─── DATASET ───

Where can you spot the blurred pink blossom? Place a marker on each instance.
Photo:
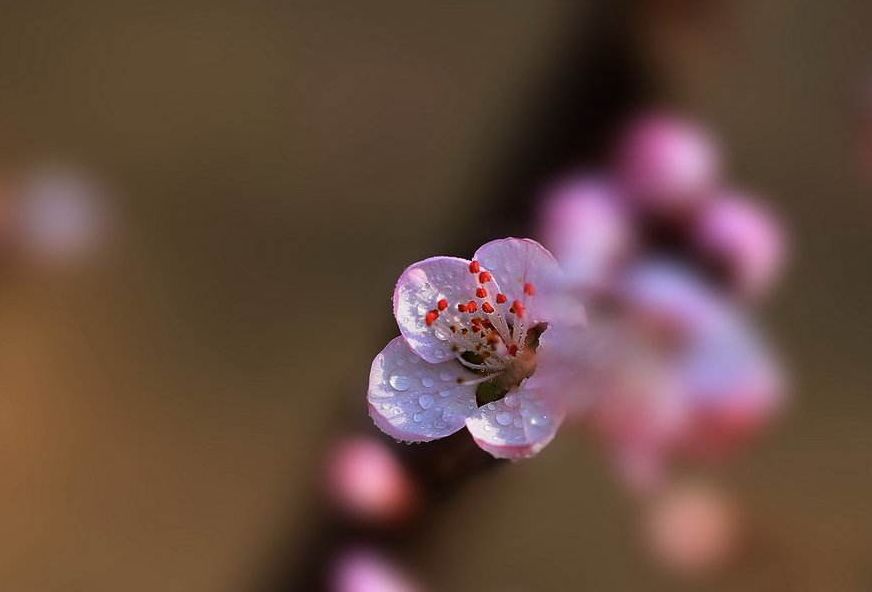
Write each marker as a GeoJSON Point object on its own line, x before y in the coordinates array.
{"type": "Point", "coordinates": [693, 529]}
{"type": "Point", "coordinates": [586, 226]}
{"type": "Point", "coordinates": [366, 570]}
{"type": "Point", "coordinates": [743, 236]}
{"type": "Point", "coordinates": [468, 352]}
{"type": "Point", "coordinates": [366, 480]}
{"type": "Point", "coordinates": [667, 164]}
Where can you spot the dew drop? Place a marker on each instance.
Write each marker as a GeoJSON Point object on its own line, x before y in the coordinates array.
{"type": "Point", "coordinates": [400, 383]}
{"type": "Point", "coordinates": [539, 420]}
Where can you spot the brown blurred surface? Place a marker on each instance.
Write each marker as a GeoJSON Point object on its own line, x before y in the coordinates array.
{"type": "Point", "coordinates": [277, 165]}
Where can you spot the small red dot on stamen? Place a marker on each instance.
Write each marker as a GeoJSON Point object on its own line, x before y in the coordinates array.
{"type": "Point", "coordinates": [518, 308]}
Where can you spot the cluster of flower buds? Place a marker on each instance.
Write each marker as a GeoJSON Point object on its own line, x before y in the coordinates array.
{"type": "Point", "coordinates": [669, 263]}
{"type": "Point", "coordinates": [638, 324]}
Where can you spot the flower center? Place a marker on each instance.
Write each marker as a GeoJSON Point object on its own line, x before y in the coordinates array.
{"type": "Point", "coordinates": [490, 335]}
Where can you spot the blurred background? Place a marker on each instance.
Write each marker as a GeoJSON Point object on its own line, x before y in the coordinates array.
{"type": "Point", "coordinates": [267, 170]}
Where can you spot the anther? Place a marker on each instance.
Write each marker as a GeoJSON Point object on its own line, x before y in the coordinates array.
{"type": "Point", "coordinates": [518, 309]}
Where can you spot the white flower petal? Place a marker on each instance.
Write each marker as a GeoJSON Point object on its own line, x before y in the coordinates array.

───

#### [ABOUT THIS EXERCISE]
Skipping the pictures, output the entries exactly as they appear above.

#### [TASK ANSWER]
Where can you spot the blurred pink blossom? Place a marker on each instance.
Photo:
Write each marker as a GeoJSON Point object on its own line, x before y in the coordinates array.
{"type": "Point", "coordinates": [693, 529]}
{"type": "Point", "coordinates": [586, 226]}
{"type": "Point", "coordinates": [366, 570]}
{"type": "Point", "coordinates": [743, 236]}
{"type": "Point", "coordinates": [468, 352]}
{"type": "Point", "coordinates": [366, 480]}
{"type": "Point", "coordinates": [667, 164]}
Where can you spot the dew drop? Place a marker on each instance.
Write each marker as a GeoJSON Point object on its own line, x before y in the coordinates array.
{"type": "Point", "coordinates": [400, 383]}
{"type": "Point", "coordinates": [539, 420]}
Where can you spot the brown blurred surface? Place a marker on each instance.
Write each marker as a GeoJSON Point object on its own line, x before y in the coordinates array.
{"type": "Point", "coordinates": [277, 165]}
Where can you spot the small red dot on stamen? Place a marker on each instance.
Write each marker as a GeoJSON Point object on its own line, x before y in the coordinates array.
{"type": "Point", "coordinates": [518, 308]}
Where can you spot the cluster of flower buds? Place a marker on each instance.
Write each marker as a GeoJSON Point object on its own line, x before y in the coordinates array.
{"type": "Point", "coordinates": [669, 263]}
{"type": "Point", "coordinates": [638, 324]}
Where can you spot the flower center? Place a marker on each instance.
Write each marker as a GeoJSON Point object on its own line, x before y in the coordinates array.
{"type": "Point", "coordinates": [490, 335]}
Where can you spot the blurred background? Place a marker on each instance.
Write each marker as a GeoJSON Point object on its own line, x before y in the coordinates array.
{"type": "Point", "coordinates": [267, 170]}
Where can you spot the anther? Place a marker on each instance.
Write each marker as a GeoJSON Point object on its own line, x before y in the coordinates array.
{"type": "Point", "coordinates": [518, 309]}
Where can you spot the white flower petal? Place a marker on each instance.
Write each marker as a GeoJSON Point object on its own line, x before y in the coordinates array.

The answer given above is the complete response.